• _Task objective_
Could you write out all of the material below, keeping every line and character identical?
○ ○ ○ ○ ○ ○ ○
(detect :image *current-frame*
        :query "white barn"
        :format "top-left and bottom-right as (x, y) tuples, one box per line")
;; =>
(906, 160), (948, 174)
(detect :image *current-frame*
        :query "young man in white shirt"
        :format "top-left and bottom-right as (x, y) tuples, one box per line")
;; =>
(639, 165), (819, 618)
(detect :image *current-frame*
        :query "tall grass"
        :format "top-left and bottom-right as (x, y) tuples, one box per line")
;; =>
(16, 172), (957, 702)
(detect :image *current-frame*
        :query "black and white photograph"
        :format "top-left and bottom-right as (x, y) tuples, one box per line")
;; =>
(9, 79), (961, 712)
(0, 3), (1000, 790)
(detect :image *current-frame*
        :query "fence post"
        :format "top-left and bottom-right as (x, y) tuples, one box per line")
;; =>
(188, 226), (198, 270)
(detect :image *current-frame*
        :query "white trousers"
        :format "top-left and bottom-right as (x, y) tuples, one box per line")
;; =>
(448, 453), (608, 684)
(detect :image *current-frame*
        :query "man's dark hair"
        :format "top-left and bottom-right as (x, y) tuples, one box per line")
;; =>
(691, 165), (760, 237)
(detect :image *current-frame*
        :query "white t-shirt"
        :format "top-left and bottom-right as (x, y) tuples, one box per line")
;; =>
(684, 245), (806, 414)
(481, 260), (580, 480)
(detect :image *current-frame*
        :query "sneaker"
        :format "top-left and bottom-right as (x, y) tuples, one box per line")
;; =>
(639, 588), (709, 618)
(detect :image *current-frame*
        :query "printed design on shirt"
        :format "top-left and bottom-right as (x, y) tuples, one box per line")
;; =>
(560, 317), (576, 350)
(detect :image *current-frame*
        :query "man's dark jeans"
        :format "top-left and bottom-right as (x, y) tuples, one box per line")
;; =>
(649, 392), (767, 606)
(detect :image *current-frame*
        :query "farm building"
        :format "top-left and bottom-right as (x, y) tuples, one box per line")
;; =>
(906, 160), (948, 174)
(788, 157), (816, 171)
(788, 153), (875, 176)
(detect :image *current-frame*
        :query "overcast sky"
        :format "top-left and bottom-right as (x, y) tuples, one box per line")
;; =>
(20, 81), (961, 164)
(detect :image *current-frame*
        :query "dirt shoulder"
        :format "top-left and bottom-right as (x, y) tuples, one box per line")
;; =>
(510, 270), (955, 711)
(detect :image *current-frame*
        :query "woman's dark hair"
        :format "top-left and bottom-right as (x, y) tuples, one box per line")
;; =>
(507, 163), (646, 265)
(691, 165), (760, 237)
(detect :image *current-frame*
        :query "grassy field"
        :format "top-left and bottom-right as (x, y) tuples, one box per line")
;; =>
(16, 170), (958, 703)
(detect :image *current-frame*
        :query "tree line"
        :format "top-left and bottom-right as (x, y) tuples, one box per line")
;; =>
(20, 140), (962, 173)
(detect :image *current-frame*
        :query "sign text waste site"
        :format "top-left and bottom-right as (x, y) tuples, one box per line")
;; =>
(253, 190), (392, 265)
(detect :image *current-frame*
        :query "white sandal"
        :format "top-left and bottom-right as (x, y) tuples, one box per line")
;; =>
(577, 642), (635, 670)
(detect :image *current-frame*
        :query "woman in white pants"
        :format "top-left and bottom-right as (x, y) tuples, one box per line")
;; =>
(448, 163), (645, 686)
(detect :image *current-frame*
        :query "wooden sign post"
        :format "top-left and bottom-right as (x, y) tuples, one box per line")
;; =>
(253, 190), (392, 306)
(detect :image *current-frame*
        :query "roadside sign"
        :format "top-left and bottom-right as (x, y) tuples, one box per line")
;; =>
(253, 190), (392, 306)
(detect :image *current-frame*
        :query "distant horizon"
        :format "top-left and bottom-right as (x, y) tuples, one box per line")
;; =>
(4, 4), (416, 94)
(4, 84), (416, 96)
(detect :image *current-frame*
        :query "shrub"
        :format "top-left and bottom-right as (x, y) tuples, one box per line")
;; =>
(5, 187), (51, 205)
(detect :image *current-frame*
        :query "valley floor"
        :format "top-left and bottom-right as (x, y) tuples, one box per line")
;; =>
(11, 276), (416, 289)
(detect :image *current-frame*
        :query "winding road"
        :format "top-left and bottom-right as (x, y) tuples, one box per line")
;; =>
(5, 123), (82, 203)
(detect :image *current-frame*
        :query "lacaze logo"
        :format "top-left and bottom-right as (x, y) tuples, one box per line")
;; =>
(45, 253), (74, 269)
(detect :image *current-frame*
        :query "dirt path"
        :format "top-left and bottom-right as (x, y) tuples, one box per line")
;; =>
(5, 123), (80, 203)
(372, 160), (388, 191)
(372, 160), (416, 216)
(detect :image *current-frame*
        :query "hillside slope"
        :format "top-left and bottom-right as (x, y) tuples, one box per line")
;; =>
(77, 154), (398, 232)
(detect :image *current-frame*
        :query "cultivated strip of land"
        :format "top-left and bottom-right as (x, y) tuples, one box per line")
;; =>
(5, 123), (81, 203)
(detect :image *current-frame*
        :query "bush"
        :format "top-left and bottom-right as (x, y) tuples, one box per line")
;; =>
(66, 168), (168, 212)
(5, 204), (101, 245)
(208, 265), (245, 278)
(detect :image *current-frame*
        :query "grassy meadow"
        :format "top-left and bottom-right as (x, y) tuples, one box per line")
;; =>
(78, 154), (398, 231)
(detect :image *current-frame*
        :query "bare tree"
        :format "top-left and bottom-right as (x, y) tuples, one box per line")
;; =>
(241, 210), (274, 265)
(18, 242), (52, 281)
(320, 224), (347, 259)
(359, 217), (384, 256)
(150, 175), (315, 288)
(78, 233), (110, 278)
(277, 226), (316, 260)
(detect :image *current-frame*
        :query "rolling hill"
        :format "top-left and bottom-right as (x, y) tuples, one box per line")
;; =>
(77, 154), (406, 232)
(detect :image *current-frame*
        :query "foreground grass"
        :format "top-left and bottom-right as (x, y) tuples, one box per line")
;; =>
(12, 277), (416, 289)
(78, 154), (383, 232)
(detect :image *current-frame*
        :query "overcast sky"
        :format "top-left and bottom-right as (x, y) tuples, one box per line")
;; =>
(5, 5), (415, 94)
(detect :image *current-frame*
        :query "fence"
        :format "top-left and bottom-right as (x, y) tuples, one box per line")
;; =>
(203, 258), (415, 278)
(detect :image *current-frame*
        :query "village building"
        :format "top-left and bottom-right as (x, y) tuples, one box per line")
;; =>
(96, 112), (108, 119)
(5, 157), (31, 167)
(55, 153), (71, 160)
○ ○ ○ ○ ○ ○ ○
• _Answer to this problem_
(detect :image *current-frame*
        :query "white barn"
        :format "top-left and bottom-right as (x, y) tuples, one box per line")
;; =>
(906, 160), (948, 174)
(detect :image *current-frame*
        :query "young man in white shirt"
        :format "top-left and bottom-right as (x, y) tuples, one box per line")
;; =>
(639, 165), (819, 618)
(detect :image *current-frame*
        :query "tall grass"
        :format "top-left and bottom-right as (x, y) tuples, one box per line")
;; =>
(16, 172), (957, 702)
(detect :image *current-frame*
        :query "black and white photograph"
        :format "top-left and bottom-right as (x, y) tuples, one box per line")
;; =>
(9, 79), (961, 712)
(0, 3), (1000, 790)
(detect :image *current-frame*
        :query "fence post"
        :format "top-left and bottom-right as (x, y) tuples, one box per line")
;; =>
(188, 226), (198, 270)
(detect :image *current-frame*
        :query "white trousers"
        :format "top-left and bottom-right as (x, y) tuples, one box per line")
;; =>
(448, 453), (608, 684)
(detect :image *current-frame*
        :query "man's dark hair"
        :format "top-left and bottom-right as (x, y) tuples, one box per line")
;; =>
(691, 165), (760, 237)
(detect :image *current-frame*
        :query "white t-shirt"
        :format "top-left and bottom-right as (x, y) tuples, one box per line")
;; =>
(684, 245), (806, 414)
(481, 260), (580, 480)
(detect :image *current-frame*
        :query "sneaker"
        :format "top-left and bottom-right as (x, y) tuples, one box per line")
;; =>
(639, 588), (709, 618)
(detect :image *current-frame*
        :query "printed design on shirt"
        :format "top-left and bottom-right as (x, y) tuples, one box per line")
;; =>
(560, 317), (576, 350)
(detect :image *current-frame*
        :query "man's dark jeans"
        :format "top-left and bottom-right as (x, y) tuples, one box per line")
;; =>
(649, 392), (767, 606)
(detect :image *current-frame*
        :query "farm building"
        :format "top-left and bottom-right as (x, y) tuples, one box per line")
;; =>
(906, 160), (948, 174)
(788, 157), (816, 171)
(788, 153), (875, 176)
(detect :image *current-frame*
        :query "overcast sky"
        :format "top-left and bottom-right as (x, y) tuples, one box per line")
;; =>
(20, 81), (961, 164)
(detect :image *current-frame*
        :query "dirt shoulder"
        :format "top-left and bottom-right as (x, y) tuples, one box per line")
;; =>
(510, 270), (955, 711)
(detect :image *current-frame*
        :query "woman's dark hair"
        :format "top-left and bottom-right as (x, y) tuples, one box per line")
;; =>
(507, 163), (646, 265)
(691, 165), (760, 237)
(detect :image *current-frame*
        :query "grassy field"
        :format "top-left and bottom-right as (x, y) tuples, one box per line")
;; =>
(16, 170), (958, 703)
(detect :image *current-frame*
        :query "tree line"
        :format "top-left and bottom-right as (x, y) tuples, one box per line")
;; =>
(20, 140), (962, 173)
(detect :image *current-frame*
        :query "sign text waste site"
        :format "top-left and bottom-right as (x, y) tuples, one box per line")
;; =>
(253, 190), (392, 265)
(detect :image *current-frame*
        :query "white sandal"
        :format "top-left and bottom-right as (x, y) tuples, one box per line")
;; =>
(577, 642), (635, 670)
(detect :image *current-frame*
        :query "woman in white pants"
        :format "top-left and bottom-right as (x, y) tuples, one box per line")
;; =>
(448, 163), (645, 686)
(detect :image *current-frame*
        :query "wooden sign post"
        :format "top-left and bottom-right as (x, y) tuples, one box per line")
;; =>
(253, 190), (392, 306)
(detect :image *current-frame*
        :query "roadside sign"
        :format "top-left and bottom-right as (x, y) tuples, one box per line")
;; =>
(253, 190), (392, 306)
(detect :image *current-frame*
        :query "distant horizon"
        :format "top-left and bottom-right as (x, y) tuples, one box per line")
;; =>
(4, 4), (416, 94)
(4, 84), (416, 96)
(detect :image *current-frame*
        :query "shrub"
        :format "top-left and bottom-right as (x, y) tuples, one box per line")
;; =>
(5, 187), (51, 205)
(detect :image *current-frame*
        :query "valley floor"
        :format "top-left and bottom-right as (x, y) tuples, one box per line")
;; =>
(11, 276), (416, 289)
(detect :image *current-frame*
        :query "winding road"
        :format "top-left and bottom-right as (x, y) tuples, one box per line")
;; =>
(5, 123), (82, 203)
(detect :image *current-frame*
        :query "lacaze logo"
        :format "top-left and bottom-right as (x, y) tuples, one box per line")
;; =>
(45, 253), (74, 269)
(detect :image *current-frame*
        :query "dirt path"
        :format "top-left and bottom-right as (x, y) tuples, one box per line")
;; =>
(5, 123), (80, 203)
(372, 160), (388, 191)
(372, 160), (416, 216)
(detect :image *current-frame*
        :query "hillside slope"
        :format "top-left and bottom-right as (x, y) tuples, one box per line")
;; =>
(77, 154), (398, 232)
(detect :image *current-frame*
        :query "cultivated strip of land"
        :format "top-left and bottom-right as (x, y) tuples, one box per line")
;; =>
(5, 123), (81, 203)
(detect :image *current-frame*
        :query "bush"
        :format "top-left and bottom-right as (x, y) tuples, one box per line")
;; =>
(66, 168), (168, 212)
(5, 204), (101, 245)
(208, 265), (245, 278)
(detect :image *current-frame*
        :query "grassy meadow"
        :format "top-left and bottom-right as (x, y) tuples, one box per line")
;; =>
(78, 154), (398, 231)
(detect :image *current-frame*
        :query "bare tree"
        :format "top-left and bottom-right as (x, y) tuples, one box per line")
;; =>
(241, 210), (274, 265)
(18, 242), (52, 281)
(320, 224), (347, 259)
(359, 217), (384, 256)
(150, 175), (315, 288)
(78, 233), (110, 278)
(277, 226), (316, 260)
(detect :image *current-frame*
        :query "rolling hill"
        :format "top-left and bottom-right as (x, y) tuples, one box per line")
;; =>
(77, 154), (406, 232)
(detect :image *current-frame*
        :query "foreground grass"
        :format "top-left and bottom-right as (x, y) tuples, one box per line")
;; =>
(12, 277), (416, 289)
(78, 154), (383, 232)
(detect :image *current-frame*
        :query "overcast sky"
        :format "top-left and bottom-right as (x, y) tuples, one box per line")
;; =>
(5, 5), (415, 94)
(detect :image *current-frame*
        :query "fence"
        :format "top-left and bottom-right as (x, y) tuples, one box per line")
;; =>
(203, 258), (415, 278)
(detect :image *current-frame*
        :query "village building"
        :format "top-left and bottom-right as (x, y) tuples, one box per line")
;; =>
(96, 112), (108, 119)
(5, 157), (31, 167)
(55, 153), (71, 160)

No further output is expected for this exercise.